• _YOUR INSTRUCTIONS_
Every entry must be echoed exactly.

[BEGIN DATA FOR THE TASK]

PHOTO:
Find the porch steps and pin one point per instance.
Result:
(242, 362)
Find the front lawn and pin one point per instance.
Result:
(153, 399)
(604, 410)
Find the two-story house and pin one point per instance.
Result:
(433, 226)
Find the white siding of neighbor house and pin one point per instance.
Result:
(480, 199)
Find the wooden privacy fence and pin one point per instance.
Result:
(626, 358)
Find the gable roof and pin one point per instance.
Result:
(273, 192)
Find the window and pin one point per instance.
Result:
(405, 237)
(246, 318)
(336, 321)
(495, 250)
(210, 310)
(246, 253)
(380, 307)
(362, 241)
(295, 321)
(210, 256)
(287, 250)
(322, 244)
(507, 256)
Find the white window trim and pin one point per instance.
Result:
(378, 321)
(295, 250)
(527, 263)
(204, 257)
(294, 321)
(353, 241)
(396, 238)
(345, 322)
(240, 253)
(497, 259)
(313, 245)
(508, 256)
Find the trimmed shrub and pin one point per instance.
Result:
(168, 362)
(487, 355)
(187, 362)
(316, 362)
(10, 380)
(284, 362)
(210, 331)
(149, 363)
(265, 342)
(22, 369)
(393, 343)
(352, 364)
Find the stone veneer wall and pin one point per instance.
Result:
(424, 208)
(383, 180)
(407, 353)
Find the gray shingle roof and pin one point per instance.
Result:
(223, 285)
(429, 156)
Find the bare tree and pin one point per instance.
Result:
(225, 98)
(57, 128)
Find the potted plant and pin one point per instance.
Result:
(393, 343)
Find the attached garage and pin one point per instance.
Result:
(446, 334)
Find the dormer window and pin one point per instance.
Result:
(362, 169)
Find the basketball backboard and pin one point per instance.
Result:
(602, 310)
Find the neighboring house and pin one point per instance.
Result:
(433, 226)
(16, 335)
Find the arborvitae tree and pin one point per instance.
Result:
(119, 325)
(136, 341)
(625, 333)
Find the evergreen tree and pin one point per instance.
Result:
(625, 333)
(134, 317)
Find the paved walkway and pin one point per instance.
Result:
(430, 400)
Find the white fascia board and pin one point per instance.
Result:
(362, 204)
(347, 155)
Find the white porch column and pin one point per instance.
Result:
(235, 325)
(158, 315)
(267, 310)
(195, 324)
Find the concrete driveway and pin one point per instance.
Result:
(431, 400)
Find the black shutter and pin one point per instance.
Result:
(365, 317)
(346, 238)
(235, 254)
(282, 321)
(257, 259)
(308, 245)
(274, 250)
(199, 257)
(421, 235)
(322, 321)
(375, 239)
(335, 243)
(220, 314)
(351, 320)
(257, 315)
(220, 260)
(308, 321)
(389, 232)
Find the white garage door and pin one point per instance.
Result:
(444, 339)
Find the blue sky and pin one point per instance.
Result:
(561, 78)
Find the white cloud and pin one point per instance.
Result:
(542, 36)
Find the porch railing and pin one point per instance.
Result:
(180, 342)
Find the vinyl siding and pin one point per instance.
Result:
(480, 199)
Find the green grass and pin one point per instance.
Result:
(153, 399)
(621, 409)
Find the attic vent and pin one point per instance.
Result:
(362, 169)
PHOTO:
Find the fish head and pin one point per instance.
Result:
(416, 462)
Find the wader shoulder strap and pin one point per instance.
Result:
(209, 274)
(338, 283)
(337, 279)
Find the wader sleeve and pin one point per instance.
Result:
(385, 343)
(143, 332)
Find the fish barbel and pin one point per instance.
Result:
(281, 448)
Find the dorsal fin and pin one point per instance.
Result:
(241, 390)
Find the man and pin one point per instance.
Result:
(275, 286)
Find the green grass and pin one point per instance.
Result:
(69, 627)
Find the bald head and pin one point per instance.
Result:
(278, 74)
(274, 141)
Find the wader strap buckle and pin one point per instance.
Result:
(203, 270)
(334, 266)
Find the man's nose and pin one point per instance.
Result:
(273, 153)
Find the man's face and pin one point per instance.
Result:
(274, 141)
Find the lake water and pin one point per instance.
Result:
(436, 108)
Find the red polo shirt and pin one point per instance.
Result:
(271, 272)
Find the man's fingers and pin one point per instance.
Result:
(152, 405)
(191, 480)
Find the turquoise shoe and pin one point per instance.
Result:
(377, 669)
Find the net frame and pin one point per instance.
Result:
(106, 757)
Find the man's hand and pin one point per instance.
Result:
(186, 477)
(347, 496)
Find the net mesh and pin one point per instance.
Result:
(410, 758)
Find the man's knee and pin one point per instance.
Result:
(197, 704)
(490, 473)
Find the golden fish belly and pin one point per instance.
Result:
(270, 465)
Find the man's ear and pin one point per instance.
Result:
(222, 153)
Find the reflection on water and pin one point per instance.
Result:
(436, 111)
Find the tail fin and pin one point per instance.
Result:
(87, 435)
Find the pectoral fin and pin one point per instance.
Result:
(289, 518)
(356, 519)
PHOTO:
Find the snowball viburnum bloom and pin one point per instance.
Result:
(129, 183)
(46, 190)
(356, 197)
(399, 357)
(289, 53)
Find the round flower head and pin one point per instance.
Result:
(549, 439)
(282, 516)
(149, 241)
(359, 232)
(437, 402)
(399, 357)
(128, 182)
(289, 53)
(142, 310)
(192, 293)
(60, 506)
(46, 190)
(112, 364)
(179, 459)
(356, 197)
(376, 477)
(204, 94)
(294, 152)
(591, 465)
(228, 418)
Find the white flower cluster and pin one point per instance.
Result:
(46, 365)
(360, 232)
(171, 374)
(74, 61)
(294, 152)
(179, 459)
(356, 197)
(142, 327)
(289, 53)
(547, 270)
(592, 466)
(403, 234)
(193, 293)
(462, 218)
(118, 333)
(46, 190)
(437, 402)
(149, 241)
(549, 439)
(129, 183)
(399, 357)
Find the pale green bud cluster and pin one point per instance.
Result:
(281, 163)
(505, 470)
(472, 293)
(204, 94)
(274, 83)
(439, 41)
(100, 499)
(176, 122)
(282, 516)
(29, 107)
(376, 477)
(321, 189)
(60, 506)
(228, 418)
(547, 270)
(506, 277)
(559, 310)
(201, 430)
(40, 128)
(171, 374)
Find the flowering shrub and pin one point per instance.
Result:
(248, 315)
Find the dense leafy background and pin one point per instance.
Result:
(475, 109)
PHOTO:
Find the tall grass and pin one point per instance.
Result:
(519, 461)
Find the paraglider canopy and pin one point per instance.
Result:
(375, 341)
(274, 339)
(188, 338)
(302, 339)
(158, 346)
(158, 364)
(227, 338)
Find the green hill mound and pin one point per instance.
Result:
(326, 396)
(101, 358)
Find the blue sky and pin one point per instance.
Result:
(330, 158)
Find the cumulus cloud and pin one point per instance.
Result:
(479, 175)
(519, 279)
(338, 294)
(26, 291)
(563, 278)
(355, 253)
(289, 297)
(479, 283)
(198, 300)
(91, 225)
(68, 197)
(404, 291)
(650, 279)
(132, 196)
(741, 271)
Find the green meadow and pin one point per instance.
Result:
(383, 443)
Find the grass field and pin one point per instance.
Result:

[END DATA FOR THE TASK]

• _FINAL RESULT_
PHOTO:
Find the porch steps and pin one point per instance.
Result:
(242, 362)
Find the front lawn and pin one point per instance.
Result:
(153, 399)
(604, 410)
Find the two-story house and pin one point per instance.
Result:
(433, 226)
Find the white siding of neighbor house and pin one point per instance.
Result:
(480, 199)
Find the wooden privacy fence and pin one point per instance.
Result:
(626, 358)
Find the gable roof and pin one point per instance.
Result:
(273, 192)
Find the window and pin one point per instance.
Result:
(405, 237)
(246, 318)
(336, 321)
(495, 250)
(210, 310)
(246, 253)
(380, 307)
(362, 241)
(295, 321)
(210, 256)
(287, 250)
(322, 244)
(507, 256)
Find the white window trim and pin one point per instance.
Result:
(378, 321)
(295, 250)
(527, 263)
(204, 257)
(294, 321)
(353, 241)
(396, 238)
(345, 322)
(240, 253)
(497, 259)
(313, 245)
(508, 256)
Find the trimmed shrub and pin one point per instance.
Result:
(168, 362)
(487, 355)
(187, 362)
(316, 362)
(10, 380)
(284, 362)
(210, 331)
(149, 363)
(265, 342)
(22, 369)
(393, 343)
(352, 364)
Find the stone veneer wall and pin one point per instance.
Result:
(424, 208)
(383, 180)
(407, 353)
Find the gray shingle roof and pin one point per instance.
Result:
(223, 285)
(429, 156)
Find the bare tree and pin one point per instance.
Result:
(225, 98)
(57, 128)
Find the potted plant and pin one point per instance.
Result:
(393, 343)
Find the attached garage and pin one point per instance.
Result:
(446, 334)
Find the dormer window and pin one point per instance.
Result:
(362, 169)
Find the basketball backboard and pin one point per instance.
Result:
(602, 310)
Find the neighboring house and pin one point per instance.
Result:
(433, 226)
(16, 335)
Find the arborvitae tree and pin one point per instance.
Result:
(119, 325)
(136, 341)
(625, 333)
Find the evergreen tree and pin one point per instance.
Result:
(625, 333)
(134, 317)
Find the paved walkway and pin one point per instance.
Result:
(430, 400)
Find the white fascia board and pin one point per instance.
Result:
(362, 204)
(347, 155)
Find the white porch column and pin one point per instance.
Result:
(235, 325)
(158, 315)
(267, 310)
(195, 324)
Find the concrete driveway and pin one point per instance.
Result:
(431, 400)
Find the black shutter and pin one point per instance.
Result:
(365, 317)
(346, 238)
(235, 254)
(282, 321)
(257, 259)
(308, 245)
(274, 250)
(199, 257)
(421, 235)
(322, 321)
(375, 239)
(335, 243)
(220, 314)
(351, 320)
(257, 315)
(220, 260)
(308, 321)
(389, 232)
Find the white garage door and pin one point per instance.
Result:
(444, 339)
Find the blue sky and pin one point per instance.
Result:
(561, 78)
Find the white cloud and pin one point per instance.
Result:
(542, 36)
Find the porch railing and pin one point per instance.
Result:
(180, 342)
Find the vinyl siding and pin one point per instance.
Result:
(480, 199)
Find the green grass and pin one point per instance.
Result:
(153, 399)
(621, 409)
Find the attic vent and pin one point per instance.
Result:
(362, 169)
PHOTO:
Find the fish head and pin one point per instance.
Result:
(416, 462)
Find the wader shoulder strap and pin one point per instance.
Result:
(209, 274)
(338, 283)
(337, 279)
Find the wader sleeve and pin one point per instance.
Result:
(385, 343)
(143, 332)
Find the fish barbel and pin one point per instance.
Result:
(281, 448)
Find the dorsal fin and pin one point per instance.
Result:
(241, 390)
Find the man and pin one point per instance.
Result:
(275, 286)
Find the green grass and pin one point per instance.
Result:
(69, 627)
Find the bald head and pin one point per instance.
Result:
(278, 74)
(274, 141)
Find the wader strap buckle and pin one point per instance.
Result:
(203, 270)
(334, 266)
Find the man's nose and pin one point per instance.
Result:
(273, 153)
Find the man's face and pin one point per instance.
Result:
(274, 141)
Find the lake water and pin one point per instance.
Result:
(436, 108)
Find the red polo shirt and pin one point per instance.
Result:
(271, 272)
Find the man's fingers and pin one point per instance.
Result:
(152, 405)
(191, 480)
Find the turquoise shoe and pin one point per instance.
Result:
(377, 669)
Find the net frame and pin one point per instance.
Result:
(106, 757)
Find the man's hand and pin one point per instance.
Result:
(186, 477)
(347, 496)
Find the net mesh and pin one point per instance.
Result:
(410, 758)
Find the man's knee and pin one point per instance.
Result:
(197, 704)
(490, 473)
Find the golden fish belly and pin one point per instance.
Result:
(270, 465)
Find the man's ear and pin one point per instance.
Result:
(222, 153)
Find the reflection on water and pin one point per instance.
Result:
(436, 111)
Find the tail fin and pin one point per instance.
Result:
(87, 435)
Find the pectoral fin and pin one point per instance.
Result:
(289, 518)
(356, 519)
PHOTO:
Find the snowball viburnum bloom and pin one point per instance.
Result:
(129, 183)
(46, 190)
(356, 197)
(399, 357)
(289, 53)
Find the round flower head and pin one point per instance.
Result:
(549, 439)
(282, 516)
(149, 241)
(359, 232)
(437, 402)
(399, 357)
(128, 182)
(289, 53)
(142, 310)
(192, 293)
(60, 506)
(46, 190)
(112, 364)
(179, 459)
(356, 197)
(376, 477)
(204, 94)
(294, 152)
(591, 465)
(228, 418)
Find the white flower cluster and pin one point per instance.
Result:
(46, 365)
(360, 232)
(171, 374)
(74, 61)
(294, 152)
(179, 459)
(356, 197)
(142, 327)
(289, 53)
(547, 270)
(592, 466)
(403, 234)
(193, 293)
(462, 218)
(118, 333)
(46, 190)
(437, 402)
(149, 241)
(549, 439)
(129, 183)
(399, 357)
Find the pale green bud cluster and pin one point per instance.
Result:
(281, 163)
(505, 470)
(472, 293)
(204, 94)
(274, 83)
(439, 41)
(100, 499)
(176, 122)
(282, 516)
(29, 107)
(376, 477)
(321, 189)
(60, 506)
(228, 418)
(547, 270)
(506, 277)
(559, 310)
(201, 430)
(40, 128)
(171, 374)
Find the flowering shrub and pin one point per instance.
Result:
(248, 315)
Find the dense leafy background and pin one point per instance.
Result:
(475, 109)
PHOTO:
Find the tall grass and pin one point per instance.
Result:
(519, 461)
Find the paraglider canopy and pin one point per instance.
Result:
(375, 341)
(274, 339)
(188, 338)
(302, 339)
(158, 346)
(158, 364)
(227, 338)
Find the green hill mound and pin one point per instance.
Result:
(326, 396)
(101, 358)
Find the blue sky and pin one point per instance.
Result:
(330, 158)
Find the cumulus cloud and pin one point per instance.
Result:
(479, 175)
(519, 279)
(338, 294)
(26, 291)
(563, 278)
(355, 253)
(289, 297)
(479, 283)
(198, 300)
(91, 225)
(68, 197)
(404, 291)
(650, 279)
(132, 196)
(741, 271)
Find the green meadow and pin one point per instance.
Result:
(383, 443)
Find the grass field and pin one point per instance.
Result:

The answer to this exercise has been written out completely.